**Written exercise**
Extract each line in the listing below that contains the string "green", and copy every such line in full.

(Position annotation records)
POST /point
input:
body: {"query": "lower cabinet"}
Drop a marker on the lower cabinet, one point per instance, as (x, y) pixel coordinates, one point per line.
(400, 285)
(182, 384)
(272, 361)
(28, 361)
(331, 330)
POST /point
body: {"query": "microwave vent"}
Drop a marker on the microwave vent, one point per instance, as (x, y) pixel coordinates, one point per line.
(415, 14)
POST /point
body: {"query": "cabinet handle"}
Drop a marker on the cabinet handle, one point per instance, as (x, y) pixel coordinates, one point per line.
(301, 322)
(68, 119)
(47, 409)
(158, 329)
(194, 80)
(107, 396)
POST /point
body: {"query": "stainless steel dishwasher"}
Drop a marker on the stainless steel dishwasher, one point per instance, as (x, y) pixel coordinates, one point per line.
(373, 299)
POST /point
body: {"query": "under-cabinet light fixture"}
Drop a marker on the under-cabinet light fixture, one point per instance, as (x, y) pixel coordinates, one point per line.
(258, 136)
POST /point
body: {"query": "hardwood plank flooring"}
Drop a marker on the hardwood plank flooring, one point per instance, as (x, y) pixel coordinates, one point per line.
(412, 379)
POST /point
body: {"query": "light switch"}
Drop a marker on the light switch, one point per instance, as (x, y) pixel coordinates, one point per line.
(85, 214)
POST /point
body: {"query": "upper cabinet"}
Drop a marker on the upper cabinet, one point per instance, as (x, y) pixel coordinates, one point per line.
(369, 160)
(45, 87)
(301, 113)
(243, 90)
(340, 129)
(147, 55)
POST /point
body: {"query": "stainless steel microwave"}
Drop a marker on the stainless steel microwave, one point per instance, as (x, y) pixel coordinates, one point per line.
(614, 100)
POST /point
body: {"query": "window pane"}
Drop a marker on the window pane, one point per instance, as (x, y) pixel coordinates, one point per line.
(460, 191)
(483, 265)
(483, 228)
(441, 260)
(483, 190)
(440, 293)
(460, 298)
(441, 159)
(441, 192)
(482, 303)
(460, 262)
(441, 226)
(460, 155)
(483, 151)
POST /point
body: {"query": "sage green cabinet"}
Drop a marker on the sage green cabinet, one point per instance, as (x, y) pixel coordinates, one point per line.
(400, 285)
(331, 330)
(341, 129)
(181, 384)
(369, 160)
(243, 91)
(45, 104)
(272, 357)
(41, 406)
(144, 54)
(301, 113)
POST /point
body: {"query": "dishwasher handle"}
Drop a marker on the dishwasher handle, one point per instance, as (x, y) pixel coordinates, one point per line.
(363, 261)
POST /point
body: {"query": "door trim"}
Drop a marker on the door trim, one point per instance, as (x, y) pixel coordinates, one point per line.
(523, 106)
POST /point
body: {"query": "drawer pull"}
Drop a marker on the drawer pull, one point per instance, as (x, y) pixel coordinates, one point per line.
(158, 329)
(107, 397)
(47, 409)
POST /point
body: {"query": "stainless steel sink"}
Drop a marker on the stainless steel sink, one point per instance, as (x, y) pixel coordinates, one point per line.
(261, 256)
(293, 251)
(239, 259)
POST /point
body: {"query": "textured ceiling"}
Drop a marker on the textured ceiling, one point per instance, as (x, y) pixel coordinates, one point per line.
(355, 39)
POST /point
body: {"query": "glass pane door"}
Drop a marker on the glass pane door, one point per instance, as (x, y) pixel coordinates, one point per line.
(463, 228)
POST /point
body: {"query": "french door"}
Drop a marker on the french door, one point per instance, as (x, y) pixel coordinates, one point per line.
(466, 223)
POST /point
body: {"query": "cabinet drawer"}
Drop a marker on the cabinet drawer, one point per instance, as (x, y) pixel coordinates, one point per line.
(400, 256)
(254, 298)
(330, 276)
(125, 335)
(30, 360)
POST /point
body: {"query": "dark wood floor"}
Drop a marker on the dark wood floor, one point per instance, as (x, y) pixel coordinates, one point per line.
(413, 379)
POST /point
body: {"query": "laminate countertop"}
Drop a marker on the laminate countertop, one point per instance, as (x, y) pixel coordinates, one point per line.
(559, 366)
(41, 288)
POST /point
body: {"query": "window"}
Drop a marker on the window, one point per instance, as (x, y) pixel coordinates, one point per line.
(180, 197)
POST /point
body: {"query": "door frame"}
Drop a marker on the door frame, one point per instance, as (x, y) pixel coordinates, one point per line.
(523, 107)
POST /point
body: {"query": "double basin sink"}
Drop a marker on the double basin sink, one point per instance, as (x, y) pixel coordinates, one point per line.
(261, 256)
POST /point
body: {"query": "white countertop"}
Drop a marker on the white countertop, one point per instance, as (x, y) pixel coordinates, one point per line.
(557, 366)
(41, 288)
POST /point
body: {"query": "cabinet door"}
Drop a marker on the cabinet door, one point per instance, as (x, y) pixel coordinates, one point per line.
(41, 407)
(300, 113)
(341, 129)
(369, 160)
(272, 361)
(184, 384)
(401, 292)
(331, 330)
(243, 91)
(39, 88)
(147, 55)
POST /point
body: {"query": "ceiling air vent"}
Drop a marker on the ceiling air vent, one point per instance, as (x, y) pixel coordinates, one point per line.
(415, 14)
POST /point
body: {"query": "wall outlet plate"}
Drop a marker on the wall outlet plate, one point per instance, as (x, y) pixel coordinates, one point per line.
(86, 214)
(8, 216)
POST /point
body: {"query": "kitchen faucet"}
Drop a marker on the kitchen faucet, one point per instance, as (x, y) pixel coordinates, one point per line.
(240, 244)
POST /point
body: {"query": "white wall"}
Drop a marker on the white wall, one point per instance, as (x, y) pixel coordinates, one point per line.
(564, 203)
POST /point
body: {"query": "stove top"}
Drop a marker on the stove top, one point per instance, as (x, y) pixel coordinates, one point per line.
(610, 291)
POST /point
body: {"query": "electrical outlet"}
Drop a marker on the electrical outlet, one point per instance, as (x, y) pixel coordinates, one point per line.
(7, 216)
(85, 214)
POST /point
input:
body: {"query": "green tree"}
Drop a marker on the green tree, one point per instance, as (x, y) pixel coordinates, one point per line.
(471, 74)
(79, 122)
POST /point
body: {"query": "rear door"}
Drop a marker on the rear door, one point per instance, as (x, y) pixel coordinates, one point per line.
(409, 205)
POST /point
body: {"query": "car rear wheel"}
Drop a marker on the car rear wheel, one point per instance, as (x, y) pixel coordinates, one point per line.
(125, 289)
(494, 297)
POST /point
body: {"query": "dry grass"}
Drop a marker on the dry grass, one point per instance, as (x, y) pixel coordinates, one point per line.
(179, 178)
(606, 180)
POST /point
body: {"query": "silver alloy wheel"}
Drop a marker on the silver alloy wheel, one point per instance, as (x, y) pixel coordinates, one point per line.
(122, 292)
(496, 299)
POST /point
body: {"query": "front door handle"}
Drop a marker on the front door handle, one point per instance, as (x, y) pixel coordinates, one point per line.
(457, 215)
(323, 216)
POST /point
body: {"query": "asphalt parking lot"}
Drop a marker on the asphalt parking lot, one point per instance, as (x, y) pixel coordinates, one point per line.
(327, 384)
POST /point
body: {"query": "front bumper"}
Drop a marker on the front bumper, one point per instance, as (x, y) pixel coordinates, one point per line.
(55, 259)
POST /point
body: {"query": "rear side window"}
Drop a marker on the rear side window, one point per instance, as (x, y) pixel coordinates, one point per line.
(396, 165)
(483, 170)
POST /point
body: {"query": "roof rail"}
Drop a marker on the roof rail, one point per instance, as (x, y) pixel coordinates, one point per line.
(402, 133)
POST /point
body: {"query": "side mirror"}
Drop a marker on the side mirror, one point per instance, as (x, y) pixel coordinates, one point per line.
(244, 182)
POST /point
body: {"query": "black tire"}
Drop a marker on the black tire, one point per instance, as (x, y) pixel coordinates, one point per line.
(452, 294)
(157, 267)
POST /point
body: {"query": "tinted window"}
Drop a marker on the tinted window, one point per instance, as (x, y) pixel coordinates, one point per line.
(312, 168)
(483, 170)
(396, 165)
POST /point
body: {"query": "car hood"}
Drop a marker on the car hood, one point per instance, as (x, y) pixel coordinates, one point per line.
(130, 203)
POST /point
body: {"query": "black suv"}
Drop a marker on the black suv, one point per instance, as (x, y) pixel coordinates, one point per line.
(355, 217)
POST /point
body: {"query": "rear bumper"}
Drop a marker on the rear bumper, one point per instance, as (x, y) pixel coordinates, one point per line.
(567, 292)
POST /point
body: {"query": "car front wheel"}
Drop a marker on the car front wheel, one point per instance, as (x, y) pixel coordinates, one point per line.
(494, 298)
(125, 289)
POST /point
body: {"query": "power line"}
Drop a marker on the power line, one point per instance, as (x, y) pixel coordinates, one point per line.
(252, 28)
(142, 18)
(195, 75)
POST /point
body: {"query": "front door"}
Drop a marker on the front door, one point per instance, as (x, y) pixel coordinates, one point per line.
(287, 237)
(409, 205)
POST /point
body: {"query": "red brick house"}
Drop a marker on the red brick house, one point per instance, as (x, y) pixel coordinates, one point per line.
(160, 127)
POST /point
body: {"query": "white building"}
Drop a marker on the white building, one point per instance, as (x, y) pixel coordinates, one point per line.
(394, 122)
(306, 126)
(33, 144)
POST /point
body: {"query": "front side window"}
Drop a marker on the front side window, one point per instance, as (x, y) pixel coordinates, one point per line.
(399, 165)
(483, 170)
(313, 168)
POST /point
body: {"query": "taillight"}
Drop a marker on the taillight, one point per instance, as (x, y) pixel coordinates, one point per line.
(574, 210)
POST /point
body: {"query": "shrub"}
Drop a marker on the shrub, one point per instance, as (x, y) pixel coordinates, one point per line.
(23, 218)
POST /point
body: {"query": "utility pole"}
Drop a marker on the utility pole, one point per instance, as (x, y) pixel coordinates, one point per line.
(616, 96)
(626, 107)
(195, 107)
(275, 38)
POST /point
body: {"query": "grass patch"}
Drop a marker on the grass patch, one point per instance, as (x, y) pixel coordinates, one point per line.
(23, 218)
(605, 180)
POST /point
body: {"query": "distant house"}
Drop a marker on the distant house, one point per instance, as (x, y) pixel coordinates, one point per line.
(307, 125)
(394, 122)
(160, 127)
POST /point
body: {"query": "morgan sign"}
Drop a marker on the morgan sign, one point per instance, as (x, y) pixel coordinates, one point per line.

**Solution to this exercise**
body: {"query": "sage green cabinet"}
Drop a marker on the sage green cabinet, one point per instance, as (x, y) pixel coordinates, one point per line.
body: {"query": "green tree"}
Drop a marker on the green tree, one point per instance, as (x, y) pixel coordinates, one point per line.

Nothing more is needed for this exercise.